PROBLEM:
Find the word "stone" in the data below and copy each line that holds it.
-=-=-=-=-
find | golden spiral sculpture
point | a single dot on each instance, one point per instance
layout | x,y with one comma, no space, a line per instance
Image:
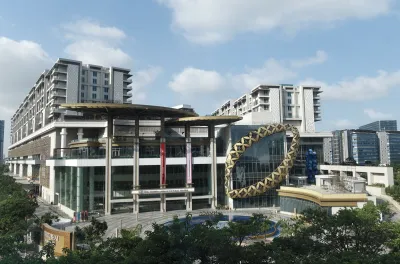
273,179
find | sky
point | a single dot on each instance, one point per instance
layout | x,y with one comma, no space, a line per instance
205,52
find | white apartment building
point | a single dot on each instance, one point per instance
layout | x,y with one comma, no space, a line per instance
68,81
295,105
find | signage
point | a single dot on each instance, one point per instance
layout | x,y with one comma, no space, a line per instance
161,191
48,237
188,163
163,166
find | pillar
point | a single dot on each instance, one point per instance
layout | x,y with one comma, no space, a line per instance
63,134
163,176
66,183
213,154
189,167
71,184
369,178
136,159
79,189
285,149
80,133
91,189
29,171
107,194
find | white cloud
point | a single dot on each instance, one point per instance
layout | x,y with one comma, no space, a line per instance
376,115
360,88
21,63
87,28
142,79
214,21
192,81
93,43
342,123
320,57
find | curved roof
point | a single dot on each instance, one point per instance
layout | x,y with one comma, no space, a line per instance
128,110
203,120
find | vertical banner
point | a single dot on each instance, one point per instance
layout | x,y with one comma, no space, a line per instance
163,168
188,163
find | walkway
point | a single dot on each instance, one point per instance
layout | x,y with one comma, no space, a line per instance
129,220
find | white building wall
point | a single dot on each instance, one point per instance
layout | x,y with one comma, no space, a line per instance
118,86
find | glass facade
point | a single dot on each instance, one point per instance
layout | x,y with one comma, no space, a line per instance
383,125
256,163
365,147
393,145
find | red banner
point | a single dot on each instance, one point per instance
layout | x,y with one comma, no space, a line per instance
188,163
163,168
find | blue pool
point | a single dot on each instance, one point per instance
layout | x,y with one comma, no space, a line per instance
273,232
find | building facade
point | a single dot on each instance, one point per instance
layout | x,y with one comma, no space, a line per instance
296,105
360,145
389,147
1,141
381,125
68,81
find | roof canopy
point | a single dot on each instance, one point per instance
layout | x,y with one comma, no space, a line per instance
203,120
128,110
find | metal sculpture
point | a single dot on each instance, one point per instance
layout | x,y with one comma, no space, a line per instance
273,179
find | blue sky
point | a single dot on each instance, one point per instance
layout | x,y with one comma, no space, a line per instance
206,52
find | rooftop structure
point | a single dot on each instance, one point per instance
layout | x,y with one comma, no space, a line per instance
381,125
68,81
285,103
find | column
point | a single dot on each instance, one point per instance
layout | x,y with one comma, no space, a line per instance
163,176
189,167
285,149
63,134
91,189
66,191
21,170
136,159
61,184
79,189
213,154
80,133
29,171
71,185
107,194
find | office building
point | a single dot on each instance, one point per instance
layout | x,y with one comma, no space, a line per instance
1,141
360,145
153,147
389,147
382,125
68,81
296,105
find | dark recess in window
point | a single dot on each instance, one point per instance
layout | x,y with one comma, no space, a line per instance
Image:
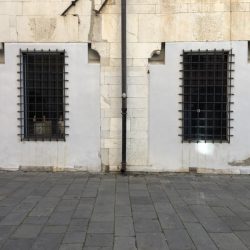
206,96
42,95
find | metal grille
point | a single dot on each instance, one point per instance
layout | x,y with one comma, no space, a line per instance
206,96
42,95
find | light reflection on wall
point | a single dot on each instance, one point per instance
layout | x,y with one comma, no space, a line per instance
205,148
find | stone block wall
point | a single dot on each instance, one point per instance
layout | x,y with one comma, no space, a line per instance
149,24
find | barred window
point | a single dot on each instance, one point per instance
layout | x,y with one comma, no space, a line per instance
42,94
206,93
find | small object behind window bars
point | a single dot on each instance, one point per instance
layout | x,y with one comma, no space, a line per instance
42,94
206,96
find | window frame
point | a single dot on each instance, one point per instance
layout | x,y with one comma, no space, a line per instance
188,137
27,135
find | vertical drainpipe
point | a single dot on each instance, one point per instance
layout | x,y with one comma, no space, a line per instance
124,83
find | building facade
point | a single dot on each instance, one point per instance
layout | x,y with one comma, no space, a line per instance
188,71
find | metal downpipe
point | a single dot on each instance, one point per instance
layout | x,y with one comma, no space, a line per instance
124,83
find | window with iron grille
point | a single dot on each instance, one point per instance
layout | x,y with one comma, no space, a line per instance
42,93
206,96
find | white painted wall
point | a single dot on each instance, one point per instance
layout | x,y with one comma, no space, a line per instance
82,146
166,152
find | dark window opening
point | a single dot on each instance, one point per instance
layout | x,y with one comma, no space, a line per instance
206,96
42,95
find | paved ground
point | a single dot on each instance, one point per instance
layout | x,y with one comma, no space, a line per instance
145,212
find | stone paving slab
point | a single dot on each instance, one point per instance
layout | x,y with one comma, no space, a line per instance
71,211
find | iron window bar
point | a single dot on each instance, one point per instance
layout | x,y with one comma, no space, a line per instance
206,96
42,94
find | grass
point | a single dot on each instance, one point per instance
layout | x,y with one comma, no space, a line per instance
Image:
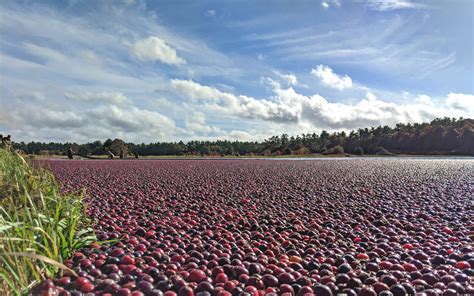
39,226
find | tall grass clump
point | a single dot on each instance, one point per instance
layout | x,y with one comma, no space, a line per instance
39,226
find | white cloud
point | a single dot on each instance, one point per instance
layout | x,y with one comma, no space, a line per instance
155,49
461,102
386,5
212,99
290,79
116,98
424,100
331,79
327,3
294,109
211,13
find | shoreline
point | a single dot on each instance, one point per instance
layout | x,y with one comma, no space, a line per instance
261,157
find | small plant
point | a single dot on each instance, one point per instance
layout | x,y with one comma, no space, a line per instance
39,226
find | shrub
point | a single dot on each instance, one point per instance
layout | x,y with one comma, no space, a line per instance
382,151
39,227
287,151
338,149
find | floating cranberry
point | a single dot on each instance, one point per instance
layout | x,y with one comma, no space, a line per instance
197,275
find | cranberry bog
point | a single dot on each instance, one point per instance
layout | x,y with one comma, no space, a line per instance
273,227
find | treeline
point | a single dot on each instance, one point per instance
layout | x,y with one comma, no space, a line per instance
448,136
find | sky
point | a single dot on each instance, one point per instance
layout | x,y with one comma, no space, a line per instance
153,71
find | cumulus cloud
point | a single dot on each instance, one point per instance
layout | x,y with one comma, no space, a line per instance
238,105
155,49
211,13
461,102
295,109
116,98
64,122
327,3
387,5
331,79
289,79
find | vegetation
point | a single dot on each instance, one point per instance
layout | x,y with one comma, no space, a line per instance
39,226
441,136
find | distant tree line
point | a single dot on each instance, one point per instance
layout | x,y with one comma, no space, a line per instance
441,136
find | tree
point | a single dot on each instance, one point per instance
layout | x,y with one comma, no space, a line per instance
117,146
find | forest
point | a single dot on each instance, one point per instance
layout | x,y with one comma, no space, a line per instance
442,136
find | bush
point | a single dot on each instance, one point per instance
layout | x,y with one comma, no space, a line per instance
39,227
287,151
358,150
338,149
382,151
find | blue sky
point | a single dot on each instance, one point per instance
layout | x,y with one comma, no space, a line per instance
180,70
-=-=-=-=-
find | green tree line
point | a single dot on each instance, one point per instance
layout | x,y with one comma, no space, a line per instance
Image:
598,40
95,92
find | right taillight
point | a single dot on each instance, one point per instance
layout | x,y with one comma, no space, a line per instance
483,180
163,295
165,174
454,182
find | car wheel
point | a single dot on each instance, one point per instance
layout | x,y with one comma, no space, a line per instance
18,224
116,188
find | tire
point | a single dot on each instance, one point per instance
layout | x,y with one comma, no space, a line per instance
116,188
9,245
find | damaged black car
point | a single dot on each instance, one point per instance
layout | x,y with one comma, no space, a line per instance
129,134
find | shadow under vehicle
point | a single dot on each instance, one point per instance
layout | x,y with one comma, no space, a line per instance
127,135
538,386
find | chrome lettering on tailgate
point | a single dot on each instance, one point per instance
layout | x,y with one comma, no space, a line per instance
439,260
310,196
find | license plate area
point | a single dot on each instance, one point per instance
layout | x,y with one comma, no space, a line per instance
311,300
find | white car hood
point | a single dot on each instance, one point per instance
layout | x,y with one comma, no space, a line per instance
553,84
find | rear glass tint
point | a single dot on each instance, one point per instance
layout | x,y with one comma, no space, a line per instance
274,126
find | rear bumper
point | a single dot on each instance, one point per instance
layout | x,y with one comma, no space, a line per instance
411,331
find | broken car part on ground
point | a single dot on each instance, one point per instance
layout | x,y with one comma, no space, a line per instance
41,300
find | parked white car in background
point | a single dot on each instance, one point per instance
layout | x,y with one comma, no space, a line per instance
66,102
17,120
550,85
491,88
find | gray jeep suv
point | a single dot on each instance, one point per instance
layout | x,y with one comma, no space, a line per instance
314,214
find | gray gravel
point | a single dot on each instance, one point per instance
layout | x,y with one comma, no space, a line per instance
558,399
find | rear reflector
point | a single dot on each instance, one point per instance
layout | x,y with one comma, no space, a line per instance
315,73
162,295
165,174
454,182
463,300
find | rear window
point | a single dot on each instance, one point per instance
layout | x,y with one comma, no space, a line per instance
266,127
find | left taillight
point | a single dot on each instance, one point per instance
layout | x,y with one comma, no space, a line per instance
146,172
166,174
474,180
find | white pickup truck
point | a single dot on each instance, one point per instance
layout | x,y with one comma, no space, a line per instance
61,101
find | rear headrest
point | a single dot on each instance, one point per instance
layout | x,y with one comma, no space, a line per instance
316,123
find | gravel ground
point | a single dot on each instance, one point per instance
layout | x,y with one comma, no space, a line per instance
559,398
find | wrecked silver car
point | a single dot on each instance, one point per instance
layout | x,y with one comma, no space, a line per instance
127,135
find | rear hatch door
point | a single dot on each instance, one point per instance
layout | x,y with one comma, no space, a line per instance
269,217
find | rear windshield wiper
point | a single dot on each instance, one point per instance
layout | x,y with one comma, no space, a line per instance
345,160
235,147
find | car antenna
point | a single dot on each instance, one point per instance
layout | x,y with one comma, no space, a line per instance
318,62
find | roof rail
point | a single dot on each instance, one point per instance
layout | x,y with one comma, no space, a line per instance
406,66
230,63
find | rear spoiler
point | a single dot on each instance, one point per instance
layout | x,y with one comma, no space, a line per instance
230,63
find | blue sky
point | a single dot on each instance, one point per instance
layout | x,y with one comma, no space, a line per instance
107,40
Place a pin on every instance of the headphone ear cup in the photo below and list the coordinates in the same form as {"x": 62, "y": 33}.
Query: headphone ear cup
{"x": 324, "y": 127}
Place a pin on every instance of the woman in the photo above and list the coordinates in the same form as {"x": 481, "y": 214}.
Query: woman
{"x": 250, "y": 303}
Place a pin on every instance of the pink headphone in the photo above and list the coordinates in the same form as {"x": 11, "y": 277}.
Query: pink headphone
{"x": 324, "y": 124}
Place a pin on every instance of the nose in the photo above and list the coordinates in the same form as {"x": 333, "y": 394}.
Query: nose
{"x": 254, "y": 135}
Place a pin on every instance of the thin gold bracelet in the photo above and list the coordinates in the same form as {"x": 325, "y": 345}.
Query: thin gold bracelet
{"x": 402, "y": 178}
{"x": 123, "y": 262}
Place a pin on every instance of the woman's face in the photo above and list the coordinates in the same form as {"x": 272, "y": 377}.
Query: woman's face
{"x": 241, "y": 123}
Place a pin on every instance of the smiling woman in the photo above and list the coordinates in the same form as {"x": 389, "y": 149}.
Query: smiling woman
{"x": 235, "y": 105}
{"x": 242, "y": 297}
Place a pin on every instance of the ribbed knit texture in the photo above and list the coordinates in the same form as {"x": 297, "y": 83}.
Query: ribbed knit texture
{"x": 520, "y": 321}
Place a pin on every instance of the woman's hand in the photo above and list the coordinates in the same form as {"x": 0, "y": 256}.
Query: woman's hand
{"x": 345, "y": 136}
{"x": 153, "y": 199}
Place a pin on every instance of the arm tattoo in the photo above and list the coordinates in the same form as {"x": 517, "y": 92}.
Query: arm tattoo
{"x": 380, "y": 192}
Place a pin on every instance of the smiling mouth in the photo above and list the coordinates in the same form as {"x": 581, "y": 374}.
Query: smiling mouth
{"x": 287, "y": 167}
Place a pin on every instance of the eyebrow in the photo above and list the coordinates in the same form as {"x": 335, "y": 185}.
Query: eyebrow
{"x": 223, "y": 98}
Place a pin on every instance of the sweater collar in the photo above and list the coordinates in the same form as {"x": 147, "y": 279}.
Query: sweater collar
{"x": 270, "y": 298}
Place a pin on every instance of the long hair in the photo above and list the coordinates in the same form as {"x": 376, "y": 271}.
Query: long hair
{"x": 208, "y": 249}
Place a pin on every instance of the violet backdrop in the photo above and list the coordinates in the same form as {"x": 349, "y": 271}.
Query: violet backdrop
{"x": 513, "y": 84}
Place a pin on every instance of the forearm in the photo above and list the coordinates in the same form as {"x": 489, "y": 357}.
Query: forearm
-=-=-=-=-
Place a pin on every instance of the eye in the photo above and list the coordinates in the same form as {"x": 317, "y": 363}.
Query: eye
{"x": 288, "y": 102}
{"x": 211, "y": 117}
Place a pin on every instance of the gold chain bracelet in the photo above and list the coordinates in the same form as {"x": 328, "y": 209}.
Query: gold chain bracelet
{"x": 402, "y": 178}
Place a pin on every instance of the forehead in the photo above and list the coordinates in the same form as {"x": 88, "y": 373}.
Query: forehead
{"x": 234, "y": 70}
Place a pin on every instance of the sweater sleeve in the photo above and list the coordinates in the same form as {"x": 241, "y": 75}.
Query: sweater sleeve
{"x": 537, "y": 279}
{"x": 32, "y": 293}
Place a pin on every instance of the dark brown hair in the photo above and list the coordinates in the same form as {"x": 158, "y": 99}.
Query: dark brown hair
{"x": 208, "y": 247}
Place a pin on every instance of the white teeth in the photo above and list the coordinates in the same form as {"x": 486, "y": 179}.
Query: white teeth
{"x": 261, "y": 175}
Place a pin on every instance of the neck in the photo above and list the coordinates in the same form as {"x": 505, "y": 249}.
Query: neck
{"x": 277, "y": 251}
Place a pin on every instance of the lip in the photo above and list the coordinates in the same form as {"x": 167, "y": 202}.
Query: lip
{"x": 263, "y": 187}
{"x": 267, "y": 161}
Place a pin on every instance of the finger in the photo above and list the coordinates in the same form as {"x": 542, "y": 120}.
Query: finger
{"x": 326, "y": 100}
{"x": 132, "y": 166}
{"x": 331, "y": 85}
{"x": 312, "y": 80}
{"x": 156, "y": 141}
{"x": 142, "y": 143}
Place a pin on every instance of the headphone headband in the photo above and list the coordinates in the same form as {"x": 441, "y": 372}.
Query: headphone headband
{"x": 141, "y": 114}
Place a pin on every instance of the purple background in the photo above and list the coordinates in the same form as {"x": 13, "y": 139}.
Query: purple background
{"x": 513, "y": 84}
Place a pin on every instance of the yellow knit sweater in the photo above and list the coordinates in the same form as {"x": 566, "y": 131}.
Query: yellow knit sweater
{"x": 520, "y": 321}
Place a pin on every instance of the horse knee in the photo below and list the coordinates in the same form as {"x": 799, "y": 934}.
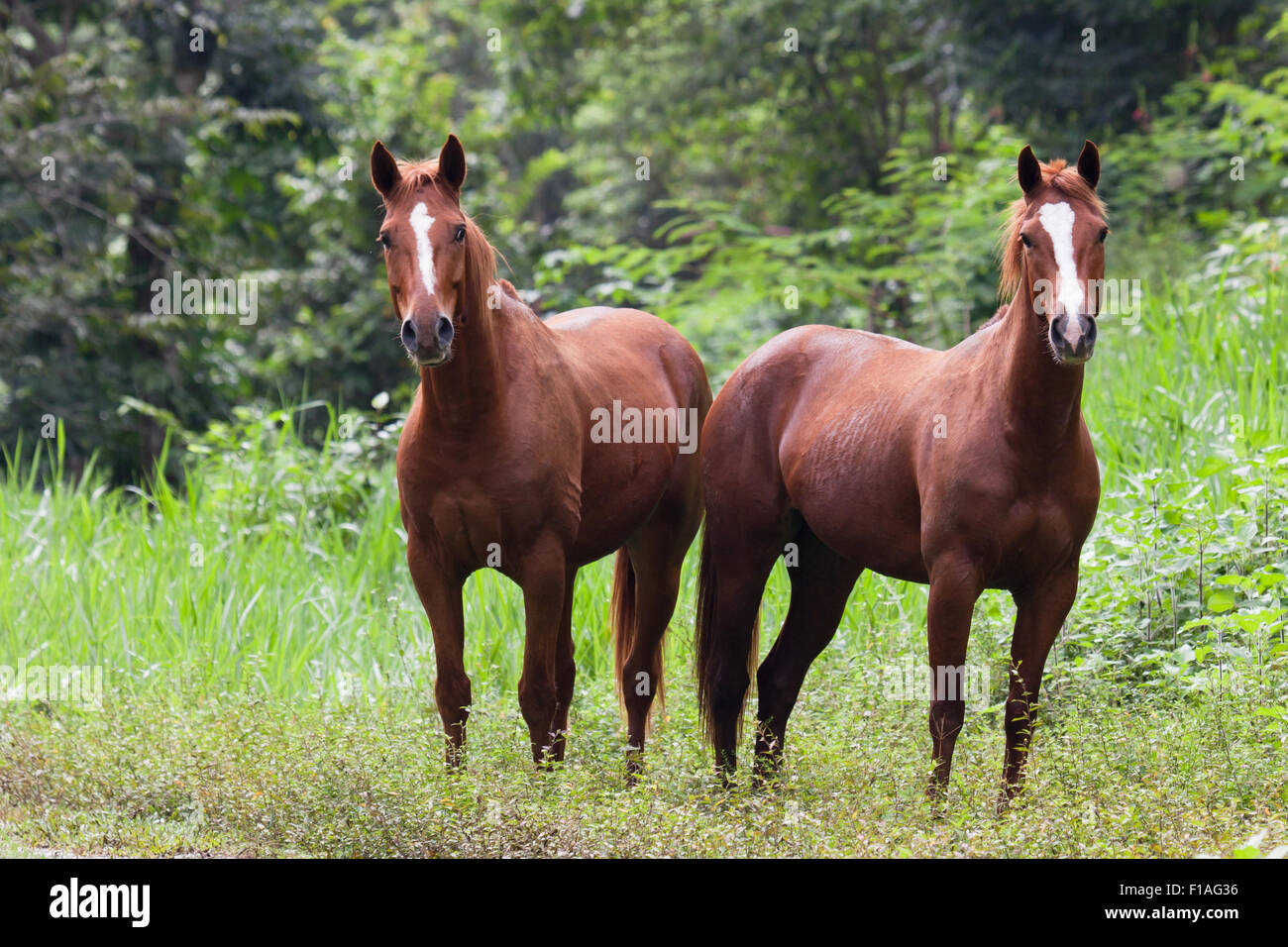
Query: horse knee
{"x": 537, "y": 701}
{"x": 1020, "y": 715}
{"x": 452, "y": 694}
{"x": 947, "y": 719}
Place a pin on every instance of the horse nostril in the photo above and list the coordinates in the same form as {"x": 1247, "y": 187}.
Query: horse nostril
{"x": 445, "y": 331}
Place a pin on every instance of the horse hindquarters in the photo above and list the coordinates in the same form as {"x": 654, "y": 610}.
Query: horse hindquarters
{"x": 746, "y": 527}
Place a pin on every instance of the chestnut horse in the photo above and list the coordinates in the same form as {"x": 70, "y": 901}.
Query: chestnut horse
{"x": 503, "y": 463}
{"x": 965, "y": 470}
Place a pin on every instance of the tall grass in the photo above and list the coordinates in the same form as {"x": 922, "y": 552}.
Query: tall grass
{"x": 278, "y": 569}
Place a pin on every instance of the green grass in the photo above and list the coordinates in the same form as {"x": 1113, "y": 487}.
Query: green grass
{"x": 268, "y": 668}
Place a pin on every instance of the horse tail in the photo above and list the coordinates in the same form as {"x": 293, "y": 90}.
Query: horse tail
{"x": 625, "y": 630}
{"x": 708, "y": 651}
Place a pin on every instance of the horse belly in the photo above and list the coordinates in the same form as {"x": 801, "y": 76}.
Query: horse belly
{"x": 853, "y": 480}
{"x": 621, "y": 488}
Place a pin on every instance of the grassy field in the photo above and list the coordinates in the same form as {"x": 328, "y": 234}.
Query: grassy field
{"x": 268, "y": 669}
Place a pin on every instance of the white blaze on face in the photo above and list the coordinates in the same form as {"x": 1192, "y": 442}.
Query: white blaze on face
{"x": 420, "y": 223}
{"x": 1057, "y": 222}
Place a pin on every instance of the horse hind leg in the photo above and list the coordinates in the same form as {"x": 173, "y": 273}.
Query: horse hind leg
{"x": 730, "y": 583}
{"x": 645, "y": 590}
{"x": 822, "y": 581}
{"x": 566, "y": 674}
-=-=-=-=-
REPLY TO THE TASK:
find | stone block wall
find | stone paving slab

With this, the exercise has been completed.